* [The problem]:
Reproduce the data below word for word, from the line that contains "of the shadowed" through the final line, inclusive.

* [Dataset content]:
***
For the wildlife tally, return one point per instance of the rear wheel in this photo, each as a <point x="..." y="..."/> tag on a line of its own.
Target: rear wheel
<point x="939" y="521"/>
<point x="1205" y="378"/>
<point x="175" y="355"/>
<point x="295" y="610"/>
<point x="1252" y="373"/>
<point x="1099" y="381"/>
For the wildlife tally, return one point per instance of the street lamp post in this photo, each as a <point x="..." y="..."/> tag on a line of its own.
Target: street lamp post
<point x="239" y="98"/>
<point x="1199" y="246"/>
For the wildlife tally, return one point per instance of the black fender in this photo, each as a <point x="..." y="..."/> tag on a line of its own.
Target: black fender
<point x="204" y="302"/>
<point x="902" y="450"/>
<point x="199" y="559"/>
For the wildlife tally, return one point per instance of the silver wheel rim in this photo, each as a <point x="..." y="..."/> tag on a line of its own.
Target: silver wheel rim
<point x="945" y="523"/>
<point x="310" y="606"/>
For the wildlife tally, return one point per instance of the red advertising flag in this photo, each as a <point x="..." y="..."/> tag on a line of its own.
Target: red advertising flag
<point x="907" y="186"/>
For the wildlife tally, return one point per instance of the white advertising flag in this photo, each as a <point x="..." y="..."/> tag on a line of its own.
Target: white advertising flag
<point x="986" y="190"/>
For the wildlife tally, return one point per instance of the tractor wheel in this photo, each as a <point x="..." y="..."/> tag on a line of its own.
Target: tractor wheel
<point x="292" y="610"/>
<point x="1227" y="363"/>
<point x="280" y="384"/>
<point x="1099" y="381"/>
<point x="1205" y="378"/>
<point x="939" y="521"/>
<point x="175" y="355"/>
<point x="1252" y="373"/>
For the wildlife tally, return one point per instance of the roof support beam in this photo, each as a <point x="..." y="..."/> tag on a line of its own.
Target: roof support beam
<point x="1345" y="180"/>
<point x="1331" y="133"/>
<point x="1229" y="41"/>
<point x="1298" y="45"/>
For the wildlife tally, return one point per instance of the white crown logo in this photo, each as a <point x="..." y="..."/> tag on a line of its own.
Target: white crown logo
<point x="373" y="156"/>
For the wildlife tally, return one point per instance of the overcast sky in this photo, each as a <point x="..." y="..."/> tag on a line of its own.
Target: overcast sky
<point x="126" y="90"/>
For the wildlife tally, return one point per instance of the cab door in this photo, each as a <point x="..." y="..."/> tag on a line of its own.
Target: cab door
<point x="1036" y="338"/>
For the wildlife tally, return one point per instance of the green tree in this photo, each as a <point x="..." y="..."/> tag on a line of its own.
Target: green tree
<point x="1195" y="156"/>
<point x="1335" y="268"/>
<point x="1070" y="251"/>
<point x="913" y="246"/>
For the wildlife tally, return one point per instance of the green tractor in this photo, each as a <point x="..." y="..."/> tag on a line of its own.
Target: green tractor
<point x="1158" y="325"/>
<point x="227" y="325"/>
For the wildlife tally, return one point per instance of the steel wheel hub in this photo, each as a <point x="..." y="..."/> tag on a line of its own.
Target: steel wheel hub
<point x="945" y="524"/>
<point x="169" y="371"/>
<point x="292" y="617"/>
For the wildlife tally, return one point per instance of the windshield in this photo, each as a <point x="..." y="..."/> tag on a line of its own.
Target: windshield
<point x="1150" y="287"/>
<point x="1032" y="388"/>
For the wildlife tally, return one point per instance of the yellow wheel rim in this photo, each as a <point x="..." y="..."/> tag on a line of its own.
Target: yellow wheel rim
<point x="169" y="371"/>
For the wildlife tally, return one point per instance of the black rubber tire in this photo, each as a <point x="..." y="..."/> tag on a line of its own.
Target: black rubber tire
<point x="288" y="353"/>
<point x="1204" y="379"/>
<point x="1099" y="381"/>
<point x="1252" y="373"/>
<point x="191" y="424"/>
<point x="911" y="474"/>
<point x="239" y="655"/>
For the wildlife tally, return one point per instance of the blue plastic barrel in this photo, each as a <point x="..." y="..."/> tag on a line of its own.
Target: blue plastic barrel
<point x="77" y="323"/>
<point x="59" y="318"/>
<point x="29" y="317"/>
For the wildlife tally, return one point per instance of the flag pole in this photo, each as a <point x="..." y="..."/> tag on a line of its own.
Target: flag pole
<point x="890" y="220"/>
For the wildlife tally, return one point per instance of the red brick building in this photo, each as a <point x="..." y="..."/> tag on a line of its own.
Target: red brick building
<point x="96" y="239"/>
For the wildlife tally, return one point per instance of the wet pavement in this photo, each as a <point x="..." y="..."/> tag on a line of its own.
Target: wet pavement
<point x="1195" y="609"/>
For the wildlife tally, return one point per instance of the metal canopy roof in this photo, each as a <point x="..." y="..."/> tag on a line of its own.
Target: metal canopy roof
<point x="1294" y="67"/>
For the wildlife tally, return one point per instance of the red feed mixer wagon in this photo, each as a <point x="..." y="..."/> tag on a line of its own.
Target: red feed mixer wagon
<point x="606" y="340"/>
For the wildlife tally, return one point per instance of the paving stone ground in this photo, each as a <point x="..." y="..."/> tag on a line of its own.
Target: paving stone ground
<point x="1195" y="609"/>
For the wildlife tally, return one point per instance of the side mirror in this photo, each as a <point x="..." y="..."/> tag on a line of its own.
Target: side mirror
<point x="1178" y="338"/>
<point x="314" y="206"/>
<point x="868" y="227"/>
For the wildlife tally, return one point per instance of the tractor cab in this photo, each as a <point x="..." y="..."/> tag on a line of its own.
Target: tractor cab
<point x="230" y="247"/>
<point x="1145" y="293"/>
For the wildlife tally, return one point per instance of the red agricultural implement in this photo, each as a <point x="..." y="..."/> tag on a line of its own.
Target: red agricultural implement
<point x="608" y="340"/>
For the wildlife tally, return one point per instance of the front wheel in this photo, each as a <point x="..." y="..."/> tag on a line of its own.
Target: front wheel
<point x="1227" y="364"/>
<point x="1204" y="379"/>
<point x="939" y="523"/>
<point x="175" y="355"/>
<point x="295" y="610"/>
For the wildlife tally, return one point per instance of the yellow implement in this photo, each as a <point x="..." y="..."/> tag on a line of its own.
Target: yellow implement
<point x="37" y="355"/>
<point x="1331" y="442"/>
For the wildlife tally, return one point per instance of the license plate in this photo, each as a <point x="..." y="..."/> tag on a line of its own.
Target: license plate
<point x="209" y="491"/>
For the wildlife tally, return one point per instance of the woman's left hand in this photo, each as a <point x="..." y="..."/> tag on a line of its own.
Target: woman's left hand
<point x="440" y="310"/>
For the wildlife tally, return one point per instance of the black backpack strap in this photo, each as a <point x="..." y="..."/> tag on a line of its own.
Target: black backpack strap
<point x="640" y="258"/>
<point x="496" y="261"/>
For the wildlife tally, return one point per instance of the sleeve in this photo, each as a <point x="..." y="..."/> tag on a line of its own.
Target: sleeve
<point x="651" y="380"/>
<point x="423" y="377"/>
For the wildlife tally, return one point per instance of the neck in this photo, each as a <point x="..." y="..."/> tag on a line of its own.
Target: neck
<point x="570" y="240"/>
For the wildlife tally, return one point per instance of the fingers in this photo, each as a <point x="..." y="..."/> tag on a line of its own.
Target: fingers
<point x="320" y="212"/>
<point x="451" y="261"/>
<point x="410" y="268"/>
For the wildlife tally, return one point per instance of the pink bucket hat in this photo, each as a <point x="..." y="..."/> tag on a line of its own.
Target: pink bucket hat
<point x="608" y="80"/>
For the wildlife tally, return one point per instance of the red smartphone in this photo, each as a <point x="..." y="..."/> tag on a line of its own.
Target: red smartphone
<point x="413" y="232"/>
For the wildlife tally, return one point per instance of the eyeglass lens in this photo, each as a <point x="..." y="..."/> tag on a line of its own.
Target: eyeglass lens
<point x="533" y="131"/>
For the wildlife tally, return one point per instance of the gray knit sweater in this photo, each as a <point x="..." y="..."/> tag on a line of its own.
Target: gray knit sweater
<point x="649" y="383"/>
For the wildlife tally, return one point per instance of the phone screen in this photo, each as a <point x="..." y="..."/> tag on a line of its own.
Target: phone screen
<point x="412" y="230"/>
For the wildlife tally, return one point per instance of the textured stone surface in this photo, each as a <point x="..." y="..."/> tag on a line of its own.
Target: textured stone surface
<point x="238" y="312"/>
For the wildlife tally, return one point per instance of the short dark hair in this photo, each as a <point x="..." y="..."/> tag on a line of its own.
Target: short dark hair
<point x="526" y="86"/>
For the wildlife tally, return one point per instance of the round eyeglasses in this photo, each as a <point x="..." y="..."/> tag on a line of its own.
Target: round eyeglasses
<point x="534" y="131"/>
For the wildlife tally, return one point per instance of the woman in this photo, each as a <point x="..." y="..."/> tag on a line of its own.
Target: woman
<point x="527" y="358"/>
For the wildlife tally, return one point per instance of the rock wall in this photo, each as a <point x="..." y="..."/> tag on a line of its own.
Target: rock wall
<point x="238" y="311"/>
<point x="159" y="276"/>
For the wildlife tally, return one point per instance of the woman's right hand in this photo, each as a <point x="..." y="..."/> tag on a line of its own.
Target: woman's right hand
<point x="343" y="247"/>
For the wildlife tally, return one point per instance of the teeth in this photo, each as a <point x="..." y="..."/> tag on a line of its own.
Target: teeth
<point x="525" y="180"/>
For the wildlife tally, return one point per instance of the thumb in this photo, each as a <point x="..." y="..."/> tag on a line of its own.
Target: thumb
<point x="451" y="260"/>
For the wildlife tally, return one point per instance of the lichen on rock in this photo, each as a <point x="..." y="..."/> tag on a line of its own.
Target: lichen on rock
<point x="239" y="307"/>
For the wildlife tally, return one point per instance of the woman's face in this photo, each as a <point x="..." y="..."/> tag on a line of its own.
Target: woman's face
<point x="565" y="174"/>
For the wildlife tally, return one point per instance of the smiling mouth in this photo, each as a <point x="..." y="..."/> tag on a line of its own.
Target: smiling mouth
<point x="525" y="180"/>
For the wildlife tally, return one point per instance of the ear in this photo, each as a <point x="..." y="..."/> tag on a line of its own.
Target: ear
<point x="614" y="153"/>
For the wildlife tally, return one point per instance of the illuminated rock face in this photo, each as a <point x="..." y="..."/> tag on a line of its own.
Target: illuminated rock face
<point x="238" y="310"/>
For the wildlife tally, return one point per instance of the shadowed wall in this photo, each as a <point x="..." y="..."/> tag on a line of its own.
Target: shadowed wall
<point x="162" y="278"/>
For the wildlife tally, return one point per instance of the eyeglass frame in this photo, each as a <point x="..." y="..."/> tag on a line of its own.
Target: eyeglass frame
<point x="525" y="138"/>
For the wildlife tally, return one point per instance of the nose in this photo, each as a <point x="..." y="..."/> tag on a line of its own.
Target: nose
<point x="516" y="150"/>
***
* [The result]:
For the wildlife tally, return one point per instance of the shadowed wall in this photo, each as a <point x="..." y="..."/> tag on a line of its own.
Target: shadowed wall
<point x="162" y="278"/>
For the wildlife tally, return one point per instance of the eyeglass frame in this photo, each as a <point x="..." y="..."/> tag on a line of its own.
Target: eyeglass frame
<point x="525" y="138"/>
For the wildlife tally, return one point per instance of the nose in this photo, each as a <point x="..." y="..."/> tag on a line of its own.
Target: nose
<point x="516" y="150"/>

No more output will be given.